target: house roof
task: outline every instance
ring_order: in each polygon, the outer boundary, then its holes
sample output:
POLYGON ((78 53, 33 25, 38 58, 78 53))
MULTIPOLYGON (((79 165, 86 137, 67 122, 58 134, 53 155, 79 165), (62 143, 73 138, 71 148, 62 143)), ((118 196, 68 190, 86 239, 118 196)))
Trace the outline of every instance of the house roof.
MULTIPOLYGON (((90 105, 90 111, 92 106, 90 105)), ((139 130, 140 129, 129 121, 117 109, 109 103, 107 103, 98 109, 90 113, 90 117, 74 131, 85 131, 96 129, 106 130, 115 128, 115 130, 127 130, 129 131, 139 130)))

== == ==

WHAT IS REQUIRED -
Can you turn the records above into a Markdown table with a "Row" column holding the row number and a "Record line" column holding the line, leaving out blank lines?

RESULT OF THIS TASK -
| Row | Record line |
|---|---|
| 1 | target: house roof |
| 2 | task: outline every instance |
| 3 | ring_order: in each polygon, the outer boundary, then its holes |
| 4 | sample output: |
| 5 | POLYGON ((78 53, 33 25, 38 58, 78 53)) |
| 6 | MULTIPOLYGON (((79 165, 86 137, 67 122, 58 134, 53 155, 79 165), (62 143, 73 138, 71 148, 62 143)), ((118 196, 68 190, 86 239, 118 196))) |
| 7 | Trace the outline of every instance of the house roof. |
| 8 | MULTIPOLYGON (((90 105, 90 111, 92 106, 90 105)), ((139 130, 140 129, 129 121, 117 109, 109 103, 107 103, 98 109, 90 113, 90 117, 74 131, 85 131, 96 129, 106 130, 115 128, 115 130, 127 130, 129 131, 139 130))) |